==== Document text ====
In this 3-part series, we look at key elements that can drive profit margins in the construction industry: increasing revenue, minimizing risk, and in this last installment, reducing costs.
Our work with Yates Companies, ranked one of the country’s top construction providers by Engineering News Record (ENR), is typical of how we help clients reduce their operating costs. The integration allows Yates team members to leverage complex workflows, giving them total control over real-time data flow between the company’s ProjectSight project management and Vista accounting systems.
As David Olivet, Yates’s Manager of Software Development who managed the integration internally puts it, “We gain better cost control and financial accountability company-wide.” The key benefits that Yates, and other clients of ours have experienced because of our integrations, include:
Table of Contents
Elimination of Manual Data Entry
One of the major cost-saving aspects of integration is the seamless data flow between finance and project management systems. Eliminating the need for manual data entry and reducing errors associated with duplicate entries or transcription is an ongoing challenge in the industry. Automating the process saves time and reduces labor costs by minimizing manual administrative tasks.
Streamlined Processes and Increased Efficiency
Integration allows for streamlined processes across finance and project management functions. For example, cost and budget data from project management can automatically populate financial reports and budgets in the finance system. This streamlining eliminates duplicate efforts, reduces paperwork, and enhances overall operational efficiency, resulting in cost savings.
Improved Resource Allocation
The integration provides real-time visibility into project costs, budget utilization, and financial performance. This visibility helps project managers and finance teams alike make informed decisions regarding resource allocation. They can identify underutilized resources, optimize staffing levels, and avoid unnecessary expenses. Effective resource allocation reduces costs associated with idle or excess resources.
Enhanced Cost Control and Budget Management
With tighter control and monitoring of project costs, project managers can track actual costs against budgets in real time and identify potential cost overruns or variances. Timely insights enable prompt corrective actions, such as adjusting resource allocation, renegotiating contracts, or implementing value engineering strategies. This proactive cost control reduces unnecessary expenses.
Accurate and Timely Invoicing
Integration ensures that project progress and milestones are accurately reflected in financial data. This accuracy enables timely and correct invoicing based on completed project milestones or percentage of completion. Timely invoicing and billing leads to faster payment collection, reduces payment delays, and improves cash flow. It also minimizes the risk of revenue leakage due to missed or delayed invoicing.
==== Records shown ====
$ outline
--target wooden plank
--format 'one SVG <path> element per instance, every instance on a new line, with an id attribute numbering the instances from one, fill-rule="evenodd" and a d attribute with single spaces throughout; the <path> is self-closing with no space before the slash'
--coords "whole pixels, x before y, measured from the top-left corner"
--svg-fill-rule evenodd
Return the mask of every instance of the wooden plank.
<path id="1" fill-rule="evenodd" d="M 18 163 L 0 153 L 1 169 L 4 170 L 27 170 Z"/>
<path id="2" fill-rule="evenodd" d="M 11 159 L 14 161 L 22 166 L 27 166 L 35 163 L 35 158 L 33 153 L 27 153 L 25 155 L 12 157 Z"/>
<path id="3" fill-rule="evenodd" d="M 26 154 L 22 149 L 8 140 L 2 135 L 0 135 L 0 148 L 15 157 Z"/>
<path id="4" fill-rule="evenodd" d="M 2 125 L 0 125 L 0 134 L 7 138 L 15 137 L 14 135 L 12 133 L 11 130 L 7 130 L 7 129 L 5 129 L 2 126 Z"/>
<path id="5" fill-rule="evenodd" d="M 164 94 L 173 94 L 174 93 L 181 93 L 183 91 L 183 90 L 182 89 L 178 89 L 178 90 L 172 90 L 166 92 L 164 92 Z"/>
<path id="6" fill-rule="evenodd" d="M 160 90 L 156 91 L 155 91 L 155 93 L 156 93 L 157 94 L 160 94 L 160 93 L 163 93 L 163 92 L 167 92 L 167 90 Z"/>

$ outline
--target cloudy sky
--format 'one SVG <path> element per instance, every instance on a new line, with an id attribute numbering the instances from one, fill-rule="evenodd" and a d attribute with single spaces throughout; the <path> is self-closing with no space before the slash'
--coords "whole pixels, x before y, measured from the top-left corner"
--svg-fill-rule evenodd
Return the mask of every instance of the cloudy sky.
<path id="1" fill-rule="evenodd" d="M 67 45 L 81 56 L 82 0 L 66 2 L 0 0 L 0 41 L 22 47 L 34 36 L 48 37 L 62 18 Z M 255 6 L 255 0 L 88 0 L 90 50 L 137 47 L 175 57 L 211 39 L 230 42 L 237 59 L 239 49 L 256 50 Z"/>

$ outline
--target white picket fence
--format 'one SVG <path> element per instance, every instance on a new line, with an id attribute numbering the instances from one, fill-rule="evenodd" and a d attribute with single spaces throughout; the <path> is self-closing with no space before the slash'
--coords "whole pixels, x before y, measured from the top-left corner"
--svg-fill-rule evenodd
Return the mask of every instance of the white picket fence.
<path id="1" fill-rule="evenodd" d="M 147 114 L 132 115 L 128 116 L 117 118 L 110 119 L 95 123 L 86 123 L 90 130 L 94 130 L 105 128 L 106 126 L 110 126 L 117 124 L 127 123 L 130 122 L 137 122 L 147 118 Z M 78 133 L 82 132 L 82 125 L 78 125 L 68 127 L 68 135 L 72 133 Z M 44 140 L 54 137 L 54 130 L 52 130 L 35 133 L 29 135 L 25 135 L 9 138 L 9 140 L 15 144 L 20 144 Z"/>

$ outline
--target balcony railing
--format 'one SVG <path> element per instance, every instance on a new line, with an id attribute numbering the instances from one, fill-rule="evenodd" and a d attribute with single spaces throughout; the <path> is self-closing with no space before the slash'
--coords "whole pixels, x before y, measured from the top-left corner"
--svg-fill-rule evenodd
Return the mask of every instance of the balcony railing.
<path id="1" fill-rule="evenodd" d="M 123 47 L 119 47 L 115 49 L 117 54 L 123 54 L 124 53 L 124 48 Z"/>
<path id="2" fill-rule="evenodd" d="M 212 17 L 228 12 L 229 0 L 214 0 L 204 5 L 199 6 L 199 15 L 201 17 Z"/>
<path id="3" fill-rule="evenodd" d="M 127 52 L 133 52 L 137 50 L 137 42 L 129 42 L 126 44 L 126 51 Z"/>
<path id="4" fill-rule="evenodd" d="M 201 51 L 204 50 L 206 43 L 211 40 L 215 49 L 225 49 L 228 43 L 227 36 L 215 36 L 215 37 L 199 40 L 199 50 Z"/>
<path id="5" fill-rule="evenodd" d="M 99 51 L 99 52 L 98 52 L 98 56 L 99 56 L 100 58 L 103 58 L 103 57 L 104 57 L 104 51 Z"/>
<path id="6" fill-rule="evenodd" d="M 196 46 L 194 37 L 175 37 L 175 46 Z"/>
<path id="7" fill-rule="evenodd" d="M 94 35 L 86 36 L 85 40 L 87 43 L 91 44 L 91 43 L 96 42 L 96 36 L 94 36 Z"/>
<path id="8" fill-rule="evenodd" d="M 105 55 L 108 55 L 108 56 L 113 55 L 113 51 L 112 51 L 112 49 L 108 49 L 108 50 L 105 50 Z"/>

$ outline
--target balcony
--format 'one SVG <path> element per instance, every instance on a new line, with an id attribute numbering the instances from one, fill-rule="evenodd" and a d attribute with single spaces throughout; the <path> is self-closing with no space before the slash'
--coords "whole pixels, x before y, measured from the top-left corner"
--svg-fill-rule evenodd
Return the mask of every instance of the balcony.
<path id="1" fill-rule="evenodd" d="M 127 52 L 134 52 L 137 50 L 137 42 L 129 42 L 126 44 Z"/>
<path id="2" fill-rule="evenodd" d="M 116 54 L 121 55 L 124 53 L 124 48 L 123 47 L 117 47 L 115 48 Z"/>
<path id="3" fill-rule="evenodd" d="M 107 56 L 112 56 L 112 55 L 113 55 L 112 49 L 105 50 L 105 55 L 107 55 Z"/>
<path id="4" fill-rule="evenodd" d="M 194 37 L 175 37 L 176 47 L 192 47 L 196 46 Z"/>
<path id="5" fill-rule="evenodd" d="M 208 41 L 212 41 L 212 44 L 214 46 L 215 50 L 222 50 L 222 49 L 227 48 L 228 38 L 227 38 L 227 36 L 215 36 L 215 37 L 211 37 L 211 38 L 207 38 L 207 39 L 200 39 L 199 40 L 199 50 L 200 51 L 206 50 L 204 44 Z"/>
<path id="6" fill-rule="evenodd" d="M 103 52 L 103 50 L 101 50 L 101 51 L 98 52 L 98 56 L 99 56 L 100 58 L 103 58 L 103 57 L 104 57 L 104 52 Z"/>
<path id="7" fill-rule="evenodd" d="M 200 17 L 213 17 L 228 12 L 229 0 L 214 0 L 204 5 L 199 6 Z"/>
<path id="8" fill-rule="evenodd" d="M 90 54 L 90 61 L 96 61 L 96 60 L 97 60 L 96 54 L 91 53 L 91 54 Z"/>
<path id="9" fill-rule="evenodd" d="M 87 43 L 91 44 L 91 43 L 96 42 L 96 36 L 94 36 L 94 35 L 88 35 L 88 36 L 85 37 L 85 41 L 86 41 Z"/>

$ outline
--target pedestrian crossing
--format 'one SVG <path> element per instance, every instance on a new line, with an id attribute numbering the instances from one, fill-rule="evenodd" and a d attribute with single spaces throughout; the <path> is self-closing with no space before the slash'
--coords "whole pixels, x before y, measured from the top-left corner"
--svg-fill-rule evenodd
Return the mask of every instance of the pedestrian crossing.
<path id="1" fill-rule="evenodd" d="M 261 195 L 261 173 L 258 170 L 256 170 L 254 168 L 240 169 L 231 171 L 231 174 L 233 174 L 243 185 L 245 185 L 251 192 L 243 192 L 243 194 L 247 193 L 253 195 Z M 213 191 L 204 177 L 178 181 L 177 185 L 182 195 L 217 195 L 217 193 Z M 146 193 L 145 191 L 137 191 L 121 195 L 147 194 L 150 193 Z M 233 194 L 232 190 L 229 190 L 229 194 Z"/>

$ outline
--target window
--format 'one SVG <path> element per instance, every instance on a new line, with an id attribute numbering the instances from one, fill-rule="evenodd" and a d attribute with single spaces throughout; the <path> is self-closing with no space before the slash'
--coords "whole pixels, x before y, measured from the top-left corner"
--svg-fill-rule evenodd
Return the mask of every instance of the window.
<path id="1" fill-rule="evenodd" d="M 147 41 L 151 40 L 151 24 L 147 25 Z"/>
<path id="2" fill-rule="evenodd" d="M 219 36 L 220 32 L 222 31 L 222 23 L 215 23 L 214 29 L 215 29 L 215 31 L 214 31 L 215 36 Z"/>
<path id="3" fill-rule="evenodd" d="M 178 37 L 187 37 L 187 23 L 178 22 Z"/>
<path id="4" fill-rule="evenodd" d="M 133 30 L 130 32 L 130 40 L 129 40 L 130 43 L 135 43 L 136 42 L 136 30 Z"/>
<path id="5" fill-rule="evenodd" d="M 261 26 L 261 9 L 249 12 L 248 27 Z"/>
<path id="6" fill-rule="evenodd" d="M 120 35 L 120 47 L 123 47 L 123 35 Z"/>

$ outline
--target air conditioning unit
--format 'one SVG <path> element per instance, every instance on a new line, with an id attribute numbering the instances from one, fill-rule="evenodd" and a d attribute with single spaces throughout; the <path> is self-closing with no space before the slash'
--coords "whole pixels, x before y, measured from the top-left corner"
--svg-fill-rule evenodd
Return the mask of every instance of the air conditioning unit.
====
▸ **Given exercise 1**: Set down the stretch from "In this 3-part" through "installment, reducing costs." in the article on construction cost reduction.
▸ **Given exercise 2**: List every benefit heading that appears in the article on construction cost reduction.
▸ **Given exercise 3**: Turn the paragraph of the article on construction cost reduction that begins "With tighter control and monitoring of project costs" into a short bulleted list that keeps its main facts.

▸ **Written response 1**:
In this 3-part series, we look at key elements that can drive profit margins in the construction industry: increasing revenue, minimizing risk, and in this last installment, reducing costs.

▸ **Written response 2**:
- Elimination of Manual Data Entry
- Streamlined Processes and Increased Efficiency
- Improved Resource Allocation
- Enhanced Cost Control and Budget Management
- Accurate and Timely Invoicing

▸ **Written response 3**:
- Project managers can track actual costs against budgets in real time and identify potential cost overruns or variances.
- Timely insights enable prompt corrective actions, such as adjusting resource allocation, renegotiating contracts, or implementing value engineering strategies.
- This proactive cost control reduces unnecessary expenses.